| Work instructions |
Count the lines in the data below that contain the word "bust", and give only that number.

| Supplied data |
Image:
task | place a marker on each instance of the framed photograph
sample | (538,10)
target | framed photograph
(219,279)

---

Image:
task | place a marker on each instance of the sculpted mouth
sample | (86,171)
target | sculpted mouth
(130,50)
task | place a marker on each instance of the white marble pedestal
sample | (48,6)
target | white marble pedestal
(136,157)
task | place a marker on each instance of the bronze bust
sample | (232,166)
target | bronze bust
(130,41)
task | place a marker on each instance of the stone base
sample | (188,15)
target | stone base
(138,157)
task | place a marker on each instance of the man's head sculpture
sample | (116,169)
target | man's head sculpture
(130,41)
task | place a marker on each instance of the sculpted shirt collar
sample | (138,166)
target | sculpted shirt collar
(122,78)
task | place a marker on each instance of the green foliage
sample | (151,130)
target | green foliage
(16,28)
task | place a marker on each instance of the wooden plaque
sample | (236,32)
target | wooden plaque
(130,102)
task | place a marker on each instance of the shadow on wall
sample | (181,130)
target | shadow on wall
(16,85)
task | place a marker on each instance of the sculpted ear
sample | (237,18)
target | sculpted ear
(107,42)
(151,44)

==

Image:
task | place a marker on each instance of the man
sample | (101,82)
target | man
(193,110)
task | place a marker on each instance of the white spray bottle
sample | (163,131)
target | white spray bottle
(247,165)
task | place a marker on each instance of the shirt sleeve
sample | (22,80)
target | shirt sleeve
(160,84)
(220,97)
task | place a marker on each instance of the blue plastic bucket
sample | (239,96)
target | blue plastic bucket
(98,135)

| Solved exercise |
2